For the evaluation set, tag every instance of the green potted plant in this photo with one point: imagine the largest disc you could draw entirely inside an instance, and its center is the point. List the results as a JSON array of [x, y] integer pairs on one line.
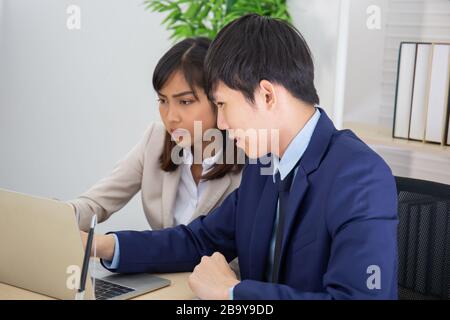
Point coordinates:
[[190, 18]]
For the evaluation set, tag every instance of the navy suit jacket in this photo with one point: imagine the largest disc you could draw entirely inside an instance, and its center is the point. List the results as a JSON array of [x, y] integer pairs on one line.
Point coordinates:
[[340, 239]]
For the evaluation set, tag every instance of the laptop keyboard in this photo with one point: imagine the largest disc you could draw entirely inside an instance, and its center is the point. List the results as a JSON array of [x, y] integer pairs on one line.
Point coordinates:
[[106, 290]]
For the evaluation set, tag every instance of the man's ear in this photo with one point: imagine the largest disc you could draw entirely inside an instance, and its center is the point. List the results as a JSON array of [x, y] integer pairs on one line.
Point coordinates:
[[268, 94]]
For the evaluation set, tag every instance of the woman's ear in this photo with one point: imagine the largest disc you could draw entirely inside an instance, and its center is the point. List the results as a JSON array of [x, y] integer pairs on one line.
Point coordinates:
[[267, 91]]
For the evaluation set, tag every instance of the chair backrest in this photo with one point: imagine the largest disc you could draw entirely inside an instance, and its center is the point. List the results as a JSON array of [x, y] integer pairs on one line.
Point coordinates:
[[423, 239]]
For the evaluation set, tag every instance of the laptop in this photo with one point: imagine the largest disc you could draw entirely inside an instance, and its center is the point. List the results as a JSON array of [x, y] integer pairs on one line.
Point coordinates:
[[41, 251]]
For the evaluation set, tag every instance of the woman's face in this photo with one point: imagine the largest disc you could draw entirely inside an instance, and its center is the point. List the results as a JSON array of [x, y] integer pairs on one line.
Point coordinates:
[[179, 109]]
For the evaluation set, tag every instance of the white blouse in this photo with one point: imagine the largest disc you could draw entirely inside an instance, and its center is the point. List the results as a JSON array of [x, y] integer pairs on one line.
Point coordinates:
[[189, 192]]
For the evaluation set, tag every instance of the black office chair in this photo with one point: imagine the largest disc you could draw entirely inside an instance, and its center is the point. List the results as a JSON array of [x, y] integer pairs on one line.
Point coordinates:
[[423, 239]]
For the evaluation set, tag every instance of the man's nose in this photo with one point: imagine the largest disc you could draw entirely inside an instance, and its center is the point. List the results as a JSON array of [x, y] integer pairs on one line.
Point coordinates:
[[221, 122]]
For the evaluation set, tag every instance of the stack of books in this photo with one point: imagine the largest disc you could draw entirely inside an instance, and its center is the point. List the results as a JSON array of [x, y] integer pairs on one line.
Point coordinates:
[[422, 93]]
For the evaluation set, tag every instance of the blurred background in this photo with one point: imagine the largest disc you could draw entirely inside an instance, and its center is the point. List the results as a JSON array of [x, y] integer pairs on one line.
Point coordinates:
[[75, 101]]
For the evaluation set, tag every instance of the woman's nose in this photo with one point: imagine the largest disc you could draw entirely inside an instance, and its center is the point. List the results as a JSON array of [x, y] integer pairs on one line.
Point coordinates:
[[221, 122], [172, 114]]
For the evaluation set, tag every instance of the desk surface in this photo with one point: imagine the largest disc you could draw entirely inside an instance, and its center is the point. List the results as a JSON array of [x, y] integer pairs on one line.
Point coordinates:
[[178, 290]]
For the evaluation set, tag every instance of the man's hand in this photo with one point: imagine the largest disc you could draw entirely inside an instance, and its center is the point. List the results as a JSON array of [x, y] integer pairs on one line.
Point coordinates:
[[212, 278], [105, 245]]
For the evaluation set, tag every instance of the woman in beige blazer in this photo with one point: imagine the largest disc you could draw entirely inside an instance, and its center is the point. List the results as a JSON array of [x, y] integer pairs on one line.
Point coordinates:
[[172, 193]]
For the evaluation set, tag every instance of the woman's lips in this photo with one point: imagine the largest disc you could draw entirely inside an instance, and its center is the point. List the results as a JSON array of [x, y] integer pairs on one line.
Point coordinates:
[[178, 134]]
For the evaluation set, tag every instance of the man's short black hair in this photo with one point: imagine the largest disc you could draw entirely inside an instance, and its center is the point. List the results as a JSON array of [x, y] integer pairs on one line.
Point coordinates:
[[253, 48]]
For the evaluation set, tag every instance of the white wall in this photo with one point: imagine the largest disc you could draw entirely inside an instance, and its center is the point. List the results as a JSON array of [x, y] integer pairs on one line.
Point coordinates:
[[318, 22], [364, 64], [72, 103]]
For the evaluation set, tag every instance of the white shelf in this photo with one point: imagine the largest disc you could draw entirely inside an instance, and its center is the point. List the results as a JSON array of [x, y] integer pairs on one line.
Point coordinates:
[[407, 158]]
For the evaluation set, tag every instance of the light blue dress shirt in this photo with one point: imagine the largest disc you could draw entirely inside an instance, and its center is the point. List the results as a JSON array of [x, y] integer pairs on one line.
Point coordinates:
[[284, 165]]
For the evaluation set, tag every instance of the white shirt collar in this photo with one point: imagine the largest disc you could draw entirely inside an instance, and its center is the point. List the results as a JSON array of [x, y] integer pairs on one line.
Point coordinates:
[[207, 163], [296, 148]]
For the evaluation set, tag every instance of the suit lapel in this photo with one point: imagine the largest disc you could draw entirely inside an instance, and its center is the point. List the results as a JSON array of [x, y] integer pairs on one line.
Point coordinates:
[[309, 162], [263, 229], [214, 190], [169, 192], [296, 195]]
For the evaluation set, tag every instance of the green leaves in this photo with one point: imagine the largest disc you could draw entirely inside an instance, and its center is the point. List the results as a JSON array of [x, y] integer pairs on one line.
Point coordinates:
[[191, 18]]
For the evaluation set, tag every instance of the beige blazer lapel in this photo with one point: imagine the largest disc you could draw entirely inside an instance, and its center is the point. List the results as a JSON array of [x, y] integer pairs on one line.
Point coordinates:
[[169, 192], [214, 191]]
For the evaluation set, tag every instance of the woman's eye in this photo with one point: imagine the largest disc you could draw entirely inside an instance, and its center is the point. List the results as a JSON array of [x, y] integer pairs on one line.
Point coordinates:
[[185, 102]]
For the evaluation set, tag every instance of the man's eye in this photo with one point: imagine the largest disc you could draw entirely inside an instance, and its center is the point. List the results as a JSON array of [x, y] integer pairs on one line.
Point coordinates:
[[185, 102]]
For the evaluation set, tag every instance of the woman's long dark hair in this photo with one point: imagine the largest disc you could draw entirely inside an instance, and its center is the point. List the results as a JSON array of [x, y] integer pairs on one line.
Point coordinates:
[[188, 56]]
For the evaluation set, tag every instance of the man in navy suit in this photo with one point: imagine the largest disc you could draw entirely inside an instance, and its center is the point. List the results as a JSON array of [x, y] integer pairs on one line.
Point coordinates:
[[320, 225]]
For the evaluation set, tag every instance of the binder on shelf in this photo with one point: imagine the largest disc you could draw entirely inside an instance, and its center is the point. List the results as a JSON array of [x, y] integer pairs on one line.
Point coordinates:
[[420, 92], [405, 83], [437, 107], [448, 117]]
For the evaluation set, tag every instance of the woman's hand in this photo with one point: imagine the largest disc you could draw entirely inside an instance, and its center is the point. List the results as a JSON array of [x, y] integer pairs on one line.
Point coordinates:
[[105, 245]]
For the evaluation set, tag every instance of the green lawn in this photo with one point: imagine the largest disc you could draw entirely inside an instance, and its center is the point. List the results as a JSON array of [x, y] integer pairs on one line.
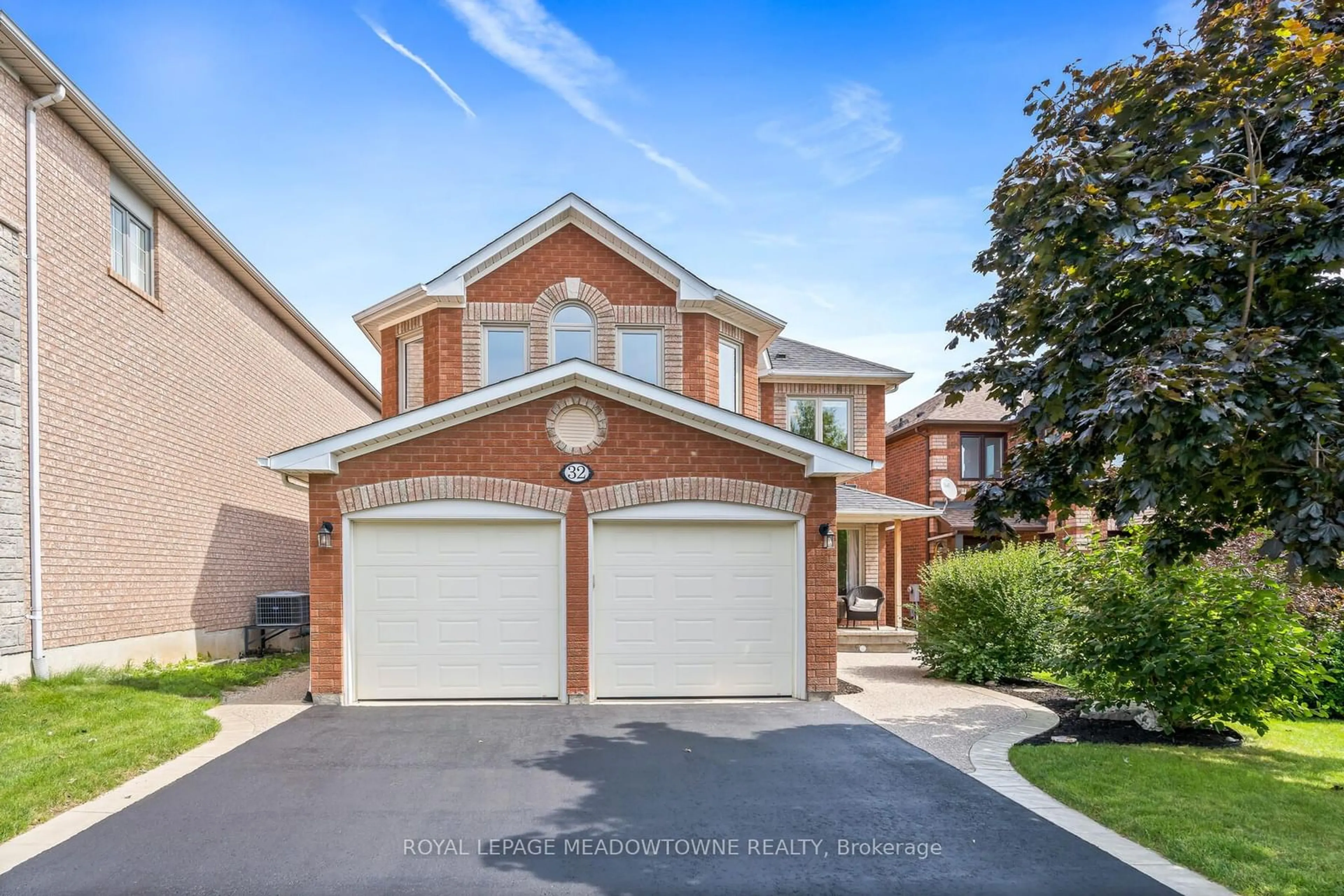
★ ★ ★ ★ ★
## [GIVEN INSTRUCTION]
Retype all of the data above line for line, with no changes, and omit the pictures from your copy.

## [TASK SOLUTION]
For the evaluation set, tag every instance of the green potted plant in this photo with one point: imagine the largest disc you could draw entirely inside an instance, and its center is the point. List the results as a JSON array of [x, y] integer pairs on one line.
Point coordinates:
[[190, 18]]
For the evaluation set, tag every instance of the navy suit jacket in this photo with one point: imagine the largest disc you could draw entirely inside an instance, and its center is the point. List the results as a JSON array of [x, y] integer pairs on one line.
Point coordinates:
[[340, 239]]
For the evaluation set, tag every instance of the laptop keyboard in this photo with one point: imagine the largest disc you could draw entirely inside an instance, and its center is the point. List the results as a JSON array of [x, y] integer pairs on one line.
Point coordinates:
[[106, 290]]
For the evaluation set, tag every instance of the man's ear in this photo with one point: imagine the largest disc you could draw entirely inside an instance, and its center is the point. List the results as a JSON array of [x, y] integer pairs on one line.
Point coordinates:
[[268, 94]]
For the evaluation set, tag every instance of the woman's ear in this photo with one point: imagine the largest disc you could draw entirely inside an instance, and its center is the point. List the results as a JSON array of [x, y] integer pairs on one line.
Point coordinates:
[[267, 91]]
For the evaluation set, tag every instance of the chair backrest in this photo with one point: imagine the largest disc you could draw entirely inside an instance, and its center is the point. List the results as a JSON array of [x, y] integer pairs on one line.
Point coordinates:
[[423, 239]]
For the evaluation set, tag every instance of the laptop in this photo with one point: imagine the largest disc you could draw entirely inside an instance, and its center is the point. List the results as a JSON array of [x, y] integer pairs on one line.
Point coordinates:
[[41, 251]]
For the evaluation set, tag every instance of the woman's face in this photo with one point: imagine the largest disc you could draw entirely inside an instance, and its center is the point. List the results as a JSON array of [x, y] integer pairs on one line.
Point coordinates:
[[179, 109]]
For the evaluation set, tag every instance of the white blouse in this photo with one point: imagine the largest disc you could draw entirely inside an instance, and its center is the point. List the results as a JSON array of [x, y] integer pairs on one line.
Point coordinates:
[[189, 192]]
For the evaluation set, tag every instance of the black office chair in this photo with one point: imagine the largest disc you could draw entirely inside an instance, and its center is the point. List the results as a JSON array of [x, y] integer pairs on one line.
Point coordinates:
[[423, 239]]
For the evaluation set, tag every instance of the man's nose in this photo with one point: imagine the largest disc you could draw entirely inside an instance, and its center is the point. List the results as a JSON array of [x, y] integer pairs on one line.
Point coordinates:
[[221, 122]]
For the evaluation set, tag every instance of the stack of books in this photo with one point: imagine the largest disc you could draw entirely inside an instance, and its center is the point. List the results as a JSON array of [x, y] integer pairs on one line.
Point coordinates:
[[422, 93]]
For the evaluation set, tag every instance of the blurred background in this photo with one point: imagine the largest disc you could draw entirely inside an instance, and its center is the point. List the results as a JSON array of [x, y] integer pairs on one line.
Point coordinates:
[[75, 101]]
For the evaluation set, tag every instance of the woman's nose in this photo with one point: imagine the largest disc you could draw entirely inside an instance, and its center is the point. List the results as a JSON array of [x, y] integer pairs on one line.
Point coordinates:
[[221, 122], [172, 114]]
For the evaluation set, tag every instance of the desk surface in this photo with one point: imagine the largest disc you could draw entirely inside an instance, and its center is the point. List the results as a JSON array of [x, y] integer pairs on one line.
Point coordinates:
[[178, 290]]
For the evaluation set, tag every instance of the man's hand in this photo with one point: imagine the largest disc you could draw entirely inside an instance, and its center is the point. List the results as a JSON array of [x, y] integer pairs on one line.
Point coordinates:
[[212, 278], [105, 245]]
For the evaluation set, tag every instance of the woman in beige blazer in this photo with one point: imagine the largest disc you could draw entirely inside an instance, and its center is the point. List the results as a JSON array of [x, y] integer pairs on one line.
Point coordinates:
[[172, 193]]
For the evaluation set, tag every instance of the woman's lips in this photo with one point: imagine the largest disc you could draw entirely inside an instance, and its center is the point. List the results as a JSON array of [x, y] integer pairs on one line.
Point coordinates:
[[178, 134]]
For the evaluation set, tag every instance of the man's short black hair in this photo with one point: imagine the largest disc you could draw entirely inside an instance, and its center is the point. List the results as a JSON array of [x, y] integer pairs on one line.
Point coordinates:
[[253, 48]]
For the evaluation set, tag every instance of the white wall in this photo with one point: imagine the largest disc you could draw entirely inside an instance, and its center is the point. List the results as a JSON array of [x, y] integer pairs on one line.
Point coordinates:
[[318, 22], [364, 64], [72, 103]]
For the evaluation set, tag every instance of the white shelf in this photo with one point: imagine the largest disc you could draw entirely inside an instance, and its center is the point. List the results as a JSON array of [x, y] integer pairs on one line.
Point coordinates:
[[407, 158]]
For the evaluation set, tag every instance of the light blue dress shirt in this photo with one point: imagine the largest disc you could draw entirely inside an instance, and its center is the point. List the results as a JSON array of [x, y] integer pairs on one line.
Point coordinates:
[[284, 165]]
For the evaluation set, tag every instance of the white shirt collar in this photo with one point: imagine the largest disc you could draw entirely inside an instance, and its center is the point. List the results as a JSON array of [x, y] integer pairs on one line.
Point coordinates:
[[207, 163], [296, 148]]
For the evaluation set, tag every instance of the suit lapel in this photo with one point: imagine the largest disc you could draw entirely inside an instance, and its center is the point. List the results as a JSON array of [x, y] integer pairs on one line.
Point coordinates:
[[309, 162], [263, 229], [214, 190], [169, 192], [296, 195]]
For the evaluation set, tag every instance of the green leaves in this photo with one point: imagine the largest disc you could draw entirely inside an instance, and its center is the point. List the results as a JSON array of [x, y] integer pairs on one line.
Point coordinates:
[[191, 18]]
For the evaluation set, tag every instance of the beige blazer lapel in this photo with one point: imagine the largest disc you could draw entirely inside an instance, and its center is the point. List the results as a JSON array of [x, y] integer pairs on one line.
Point coordinates:
[[169, 192], [214, 191]]
For the evaluation set, tag every instance of the woman's eye in this photo with one point: imagine the largest disc you could draw entirely inside an instance, and its center is the point. List the results as a JSON array of [x, y] integer pairs on one line.
Point coordinates:
[[185, 102]]
For the evaluation set, tag every instance of the man's eye in this photo with one point: imagine the largest disc you could draw entirely inside an instance, and its center is the point. List the results as a JSON array of [x, y] integer pairs on one line.
Point coordinates:
[[185, 102]]
For the evaluation set, tag every instance of the woman's long dark hair in this photo with one point: imagine the largest disc you could draw entirely inside an instance, and its center is the point. List the results as a JSON array of [x, y] integer pairs on one line.
Point coordinates:
[[188, 56]]
For the evaluation set, tag every instance of the man in navy suit in this photo with one point: imagine the largest disc you could draw entirely inside an instance, and its center is the point. List the results as a JSON array of [x, y] integer pairs on one line.
Point coordinates:
[[320, 225]]
For the evaluation set, tag every instance of the binder on shelf in this photo with one point: imagine the largest disc you could draw entirely inside an instance, and its center is the point. List the results as a JSON array of [x, y] integer pairs on one line.
Point coordinates:
[[420, 92], [405, 83], [437, 107], [448, 117]]
For the evaluation set, tag every instance of the woman's hand in this photo with one point: imagine the largest disc you could draw entirely inside an instance, and its center is the point. List the results as a JSON array of [x, y] integer pairs on one line.
Point coordinates:
[[105, 245]]
For the evaluation set, tag every instance of the green lawn in this photo with one point: imagine the largest disc you could draw entirely inside an instance, and its center is the point. List the results as a JSON array of [x, y] integer pairs on one line.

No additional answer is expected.